### EXERCISE OBJECTIVE
Please list every line of the records below that contains the string "jacket", matching case exactly.

── INPUT DATA

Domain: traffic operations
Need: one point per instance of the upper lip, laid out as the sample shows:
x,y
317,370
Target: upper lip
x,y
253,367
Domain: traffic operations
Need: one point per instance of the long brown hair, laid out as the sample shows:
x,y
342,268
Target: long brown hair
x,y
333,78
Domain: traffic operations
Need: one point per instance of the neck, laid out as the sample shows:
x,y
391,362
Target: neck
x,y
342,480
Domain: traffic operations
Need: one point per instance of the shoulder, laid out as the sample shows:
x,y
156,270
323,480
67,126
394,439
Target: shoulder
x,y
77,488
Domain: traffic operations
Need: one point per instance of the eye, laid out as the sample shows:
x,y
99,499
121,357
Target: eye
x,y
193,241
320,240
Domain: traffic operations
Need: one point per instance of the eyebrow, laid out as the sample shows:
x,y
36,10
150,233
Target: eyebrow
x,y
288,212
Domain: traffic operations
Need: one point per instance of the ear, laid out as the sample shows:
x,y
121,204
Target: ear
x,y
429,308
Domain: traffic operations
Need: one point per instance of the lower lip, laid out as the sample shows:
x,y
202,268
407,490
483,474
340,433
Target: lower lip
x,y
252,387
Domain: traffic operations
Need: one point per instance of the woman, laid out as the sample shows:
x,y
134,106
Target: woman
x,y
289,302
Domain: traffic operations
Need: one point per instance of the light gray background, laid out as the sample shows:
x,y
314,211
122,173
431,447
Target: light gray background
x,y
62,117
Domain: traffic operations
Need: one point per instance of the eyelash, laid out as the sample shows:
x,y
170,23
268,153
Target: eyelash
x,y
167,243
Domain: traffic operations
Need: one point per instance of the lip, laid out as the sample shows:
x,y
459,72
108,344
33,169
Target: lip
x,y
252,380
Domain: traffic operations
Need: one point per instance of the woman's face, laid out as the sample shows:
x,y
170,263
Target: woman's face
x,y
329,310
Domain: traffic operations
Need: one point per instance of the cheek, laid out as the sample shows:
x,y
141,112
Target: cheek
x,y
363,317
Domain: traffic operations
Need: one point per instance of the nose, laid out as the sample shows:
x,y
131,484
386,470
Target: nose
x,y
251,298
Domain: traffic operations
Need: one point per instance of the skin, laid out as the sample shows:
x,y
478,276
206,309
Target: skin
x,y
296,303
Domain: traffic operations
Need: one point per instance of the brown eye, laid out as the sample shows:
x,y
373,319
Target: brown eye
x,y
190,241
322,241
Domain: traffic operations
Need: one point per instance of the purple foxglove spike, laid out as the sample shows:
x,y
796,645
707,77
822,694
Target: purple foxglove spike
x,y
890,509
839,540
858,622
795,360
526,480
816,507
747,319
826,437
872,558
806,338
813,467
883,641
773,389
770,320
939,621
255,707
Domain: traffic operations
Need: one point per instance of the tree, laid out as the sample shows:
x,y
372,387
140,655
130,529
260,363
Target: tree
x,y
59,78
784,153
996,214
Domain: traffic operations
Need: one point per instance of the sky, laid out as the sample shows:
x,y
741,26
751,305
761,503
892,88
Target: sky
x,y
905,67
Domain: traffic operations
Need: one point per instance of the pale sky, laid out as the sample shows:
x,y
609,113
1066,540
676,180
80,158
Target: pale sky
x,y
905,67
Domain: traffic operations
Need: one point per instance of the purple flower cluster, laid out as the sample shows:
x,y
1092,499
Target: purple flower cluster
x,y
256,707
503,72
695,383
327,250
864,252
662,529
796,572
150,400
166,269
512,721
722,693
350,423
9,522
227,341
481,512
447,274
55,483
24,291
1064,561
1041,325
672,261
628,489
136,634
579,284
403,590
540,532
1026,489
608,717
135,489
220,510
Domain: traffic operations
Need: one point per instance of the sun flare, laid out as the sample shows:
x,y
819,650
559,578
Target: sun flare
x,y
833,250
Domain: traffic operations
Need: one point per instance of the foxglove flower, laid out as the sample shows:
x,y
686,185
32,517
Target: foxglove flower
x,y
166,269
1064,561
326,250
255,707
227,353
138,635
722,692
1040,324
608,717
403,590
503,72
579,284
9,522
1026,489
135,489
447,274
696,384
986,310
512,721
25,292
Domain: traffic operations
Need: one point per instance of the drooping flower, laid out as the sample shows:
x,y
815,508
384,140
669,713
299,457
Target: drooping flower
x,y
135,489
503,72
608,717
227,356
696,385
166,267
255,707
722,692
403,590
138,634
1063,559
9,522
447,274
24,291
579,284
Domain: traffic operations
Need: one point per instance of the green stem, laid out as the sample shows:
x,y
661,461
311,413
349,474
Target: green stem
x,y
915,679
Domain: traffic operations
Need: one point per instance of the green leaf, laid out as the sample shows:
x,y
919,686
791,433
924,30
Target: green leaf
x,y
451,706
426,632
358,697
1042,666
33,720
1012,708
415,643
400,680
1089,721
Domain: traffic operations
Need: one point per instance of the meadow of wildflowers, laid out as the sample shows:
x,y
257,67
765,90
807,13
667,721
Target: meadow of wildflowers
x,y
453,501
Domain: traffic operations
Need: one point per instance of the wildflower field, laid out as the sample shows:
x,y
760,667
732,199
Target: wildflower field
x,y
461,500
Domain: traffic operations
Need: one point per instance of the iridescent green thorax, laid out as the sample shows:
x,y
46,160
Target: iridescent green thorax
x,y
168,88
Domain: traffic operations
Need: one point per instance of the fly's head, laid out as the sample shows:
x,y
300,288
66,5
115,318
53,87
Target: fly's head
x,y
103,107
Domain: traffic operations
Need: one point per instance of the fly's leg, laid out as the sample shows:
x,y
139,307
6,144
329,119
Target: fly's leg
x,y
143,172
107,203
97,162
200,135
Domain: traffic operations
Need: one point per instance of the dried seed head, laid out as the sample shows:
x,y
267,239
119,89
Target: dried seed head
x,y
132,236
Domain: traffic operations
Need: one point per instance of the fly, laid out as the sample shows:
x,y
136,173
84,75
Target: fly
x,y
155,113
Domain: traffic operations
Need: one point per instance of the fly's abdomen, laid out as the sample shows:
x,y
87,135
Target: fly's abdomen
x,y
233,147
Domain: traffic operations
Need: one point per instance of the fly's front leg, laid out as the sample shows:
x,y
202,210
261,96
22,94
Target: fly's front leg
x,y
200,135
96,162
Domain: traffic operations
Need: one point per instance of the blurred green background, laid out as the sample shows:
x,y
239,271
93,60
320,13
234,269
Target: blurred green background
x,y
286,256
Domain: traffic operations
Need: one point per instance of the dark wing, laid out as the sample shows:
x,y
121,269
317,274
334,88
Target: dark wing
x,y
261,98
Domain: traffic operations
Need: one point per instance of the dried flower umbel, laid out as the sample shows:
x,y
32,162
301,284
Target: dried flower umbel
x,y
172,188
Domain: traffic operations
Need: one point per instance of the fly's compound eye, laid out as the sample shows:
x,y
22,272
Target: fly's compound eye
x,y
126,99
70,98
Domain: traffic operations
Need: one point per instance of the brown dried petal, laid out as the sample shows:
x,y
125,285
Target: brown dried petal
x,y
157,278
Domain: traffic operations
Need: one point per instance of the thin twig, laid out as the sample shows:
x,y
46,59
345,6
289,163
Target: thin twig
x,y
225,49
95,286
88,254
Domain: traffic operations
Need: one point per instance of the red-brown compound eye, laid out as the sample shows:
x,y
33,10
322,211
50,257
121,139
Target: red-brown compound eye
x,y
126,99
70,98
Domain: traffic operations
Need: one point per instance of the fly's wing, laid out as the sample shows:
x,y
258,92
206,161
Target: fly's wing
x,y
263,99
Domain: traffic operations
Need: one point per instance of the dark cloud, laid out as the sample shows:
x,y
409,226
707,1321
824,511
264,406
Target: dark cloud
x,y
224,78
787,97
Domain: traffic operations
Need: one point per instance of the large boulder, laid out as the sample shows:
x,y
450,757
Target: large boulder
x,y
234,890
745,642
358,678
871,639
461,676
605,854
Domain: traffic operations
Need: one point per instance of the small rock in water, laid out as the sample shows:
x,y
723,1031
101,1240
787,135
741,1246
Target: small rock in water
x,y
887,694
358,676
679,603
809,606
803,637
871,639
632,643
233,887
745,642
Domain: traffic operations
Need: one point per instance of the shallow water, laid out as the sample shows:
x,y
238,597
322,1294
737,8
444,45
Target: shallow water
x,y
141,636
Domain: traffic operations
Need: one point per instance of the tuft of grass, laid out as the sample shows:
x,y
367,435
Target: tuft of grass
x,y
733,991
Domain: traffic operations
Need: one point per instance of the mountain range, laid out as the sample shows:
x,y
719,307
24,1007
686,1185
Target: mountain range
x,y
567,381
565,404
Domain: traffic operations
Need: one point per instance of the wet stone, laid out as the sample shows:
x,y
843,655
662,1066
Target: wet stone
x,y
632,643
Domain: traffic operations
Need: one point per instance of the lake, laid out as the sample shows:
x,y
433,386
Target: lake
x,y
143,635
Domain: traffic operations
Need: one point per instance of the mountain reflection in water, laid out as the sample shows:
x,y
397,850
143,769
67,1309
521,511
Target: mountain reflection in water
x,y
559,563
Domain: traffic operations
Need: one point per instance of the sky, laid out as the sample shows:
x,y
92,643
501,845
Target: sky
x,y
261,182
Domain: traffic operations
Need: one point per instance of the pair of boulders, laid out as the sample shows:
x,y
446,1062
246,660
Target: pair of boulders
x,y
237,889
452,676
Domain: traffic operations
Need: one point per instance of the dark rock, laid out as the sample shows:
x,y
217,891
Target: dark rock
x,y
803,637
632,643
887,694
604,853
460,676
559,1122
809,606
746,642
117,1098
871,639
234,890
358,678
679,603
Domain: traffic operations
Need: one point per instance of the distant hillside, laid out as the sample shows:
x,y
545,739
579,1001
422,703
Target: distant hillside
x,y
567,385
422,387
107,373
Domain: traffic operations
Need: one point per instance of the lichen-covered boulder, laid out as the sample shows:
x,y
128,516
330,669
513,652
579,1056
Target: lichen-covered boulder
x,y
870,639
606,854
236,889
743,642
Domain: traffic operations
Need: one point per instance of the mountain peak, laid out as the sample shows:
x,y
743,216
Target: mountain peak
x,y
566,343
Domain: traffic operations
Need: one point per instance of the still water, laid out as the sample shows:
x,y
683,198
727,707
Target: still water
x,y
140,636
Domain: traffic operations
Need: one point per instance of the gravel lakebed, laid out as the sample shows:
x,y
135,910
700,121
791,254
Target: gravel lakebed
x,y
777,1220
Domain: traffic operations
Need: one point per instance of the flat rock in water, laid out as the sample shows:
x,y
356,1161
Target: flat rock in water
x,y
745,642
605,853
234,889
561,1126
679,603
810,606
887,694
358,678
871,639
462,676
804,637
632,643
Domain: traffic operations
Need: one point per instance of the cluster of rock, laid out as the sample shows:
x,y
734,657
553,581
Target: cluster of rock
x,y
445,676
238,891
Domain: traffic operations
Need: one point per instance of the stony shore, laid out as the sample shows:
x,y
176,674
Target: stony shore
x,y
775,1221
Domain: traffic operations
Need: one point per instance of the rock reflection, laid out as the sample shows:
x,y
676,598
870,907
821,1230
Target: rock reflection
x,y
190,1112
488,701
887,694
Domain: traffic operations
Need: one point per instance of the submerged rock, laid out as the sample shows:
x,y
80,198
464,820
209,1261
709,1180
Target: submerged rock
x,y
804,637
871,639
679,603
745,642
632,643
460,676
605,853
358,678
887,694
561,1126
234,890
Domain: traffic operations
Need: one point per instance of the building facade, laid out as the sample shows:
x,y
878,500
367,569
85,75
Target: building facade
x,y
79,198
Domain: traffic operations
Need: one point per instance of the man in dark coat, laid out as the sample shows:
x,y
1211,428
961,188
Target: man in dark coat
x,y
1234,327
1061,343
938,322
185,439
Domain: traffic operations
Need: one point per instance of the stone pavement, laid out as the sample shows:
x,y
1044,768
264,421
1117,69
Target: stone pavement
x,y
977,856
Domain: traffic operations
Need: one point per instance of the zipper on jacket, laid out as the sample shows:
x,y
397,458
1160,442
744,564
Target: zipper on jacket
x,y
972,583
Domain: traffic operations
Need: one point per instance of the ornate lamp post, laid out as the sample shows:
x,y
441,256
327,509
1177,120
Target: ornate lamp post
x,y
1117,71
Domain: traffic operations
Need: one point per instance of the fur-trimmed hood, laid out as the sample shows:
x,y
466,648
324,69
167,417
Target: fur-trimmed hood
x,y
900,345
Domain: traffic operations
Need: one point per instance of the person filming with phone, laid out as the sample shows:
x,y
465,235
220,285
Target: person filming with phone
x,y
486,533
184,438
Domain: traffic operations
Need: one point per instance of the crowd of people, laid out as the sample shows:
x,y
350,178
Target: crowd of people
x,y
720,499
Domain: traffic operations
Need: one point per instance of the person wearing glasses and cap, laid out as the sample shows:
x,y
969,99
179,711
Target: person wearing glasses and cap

────

### OUTPUT OF THE TASK
Need: one point per instance of the zipper on jacket, laid out as the sample shows:
Target: zipper on jacket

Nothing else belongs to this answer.